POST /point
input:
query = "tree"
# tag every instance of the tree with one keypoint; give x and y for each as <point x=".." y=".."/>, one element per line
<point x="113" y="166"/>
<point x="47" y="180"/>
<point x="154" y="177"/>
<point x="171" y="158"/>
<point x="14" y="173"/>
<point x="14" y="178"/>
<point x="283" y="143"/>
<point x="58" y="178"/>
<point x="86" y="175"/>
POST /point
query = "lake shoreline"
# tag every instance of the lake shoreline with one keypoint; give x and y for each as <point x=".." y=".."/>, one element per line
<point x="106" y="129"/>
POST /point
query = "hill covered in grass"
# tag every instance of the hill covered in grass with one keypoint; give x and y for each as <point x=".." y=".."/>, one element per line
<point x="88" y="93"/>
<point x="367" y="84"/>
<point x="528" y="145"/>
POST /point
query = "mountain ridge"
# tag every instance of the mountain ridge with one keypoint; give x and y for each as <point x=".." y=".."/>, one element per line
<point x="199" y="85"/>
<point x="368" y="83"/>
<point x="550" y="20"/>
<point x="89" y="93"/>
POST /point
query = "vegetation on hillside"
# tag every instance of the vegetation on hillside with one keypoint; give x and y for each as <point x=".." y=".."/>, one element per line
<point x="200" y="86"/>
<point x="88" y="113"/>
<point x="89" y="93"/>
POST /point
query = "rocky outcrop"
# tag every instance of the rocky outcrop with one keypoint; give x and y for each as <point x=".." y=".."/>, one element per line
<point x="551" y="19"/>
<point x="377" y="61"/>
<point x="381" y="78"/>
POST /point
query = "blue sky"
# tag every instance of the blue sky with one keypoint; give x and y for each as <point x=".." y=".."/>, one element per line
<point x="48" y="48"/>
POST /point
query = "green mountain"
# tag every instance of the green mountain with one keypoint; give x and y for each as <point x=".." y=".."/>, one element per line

***

▸ **Problem statement**: Copy the material above, line for line.

▸ **Right answer**:
POST /point
input:
query = "tree"
# tag every instance of the tree with one keypoint; give x and y for each as <point x=".." y=".."/>, one element per line
<point x="113" y="166"/>
<point x="47" y="180"/>
<point x="154" y="177"/>
<point x="171" y="158"/>
<point x="14" y="173"/>
<point x="14" y="178"/>
<point x="283" y="143"/>
<point x="58" y="178"/>
<point x="86" y="175"/>
POST /point
query = "lake shoreline"
# tag every instance of the lake shoreline with one keypoint; give x and y for each as <point x=".." y=".."/>, one element per line
<point x="106" y="129"/>
POST /point
query = "hill covered in grass"
# tag every instance of the hill covered in grass with one keypoint; give x and y for each as <point x=".." y=".."/>, one element per line
<point x="88" y="93"/>
<point x="367" y="84"/>
<point x="528" y="145"/>
POST /point
query = "mountain ridge"
# tag every instance of the mountain ridge with one keypoint; give x and y for each as <point x=".." y=".."/>, one element per line
<point x="199" y="85"/>
<point x="368" y="83"/>
<point x="550" y="20"/>
<point x="89" y="93"/>
POST /point
query = "vegetation on hillside"
# tag every instance of the vegetation on hillside with one keypoint; give x and y for each as <point x=".." y=".."/>, one element per line
<point x="200" y="86"/>
<point x="88" y="113"/>
<point x="89" y="93"/>
POST /point
query = "rocky outcrop"
# tag every instance of the rocky outcrop with one keypoint; give x and y for each as <point x=".." y=".."/>, one element per line
<point x="551" y="19"/>
<point x="377" y="61"/>
<point x="381" y="78"/>
POST /point
query = "blue sky"
# tag every instance of the blue sky with one keypoint; give x and y for each as <point x=".." y=".."/>, one element per line
<point x="48" y="48"/>
POST /point
query = "green mountain"
# tag every instance of the green mountain with one keypoint; give x and y for each as <point x=".." y=".."/>, one element per line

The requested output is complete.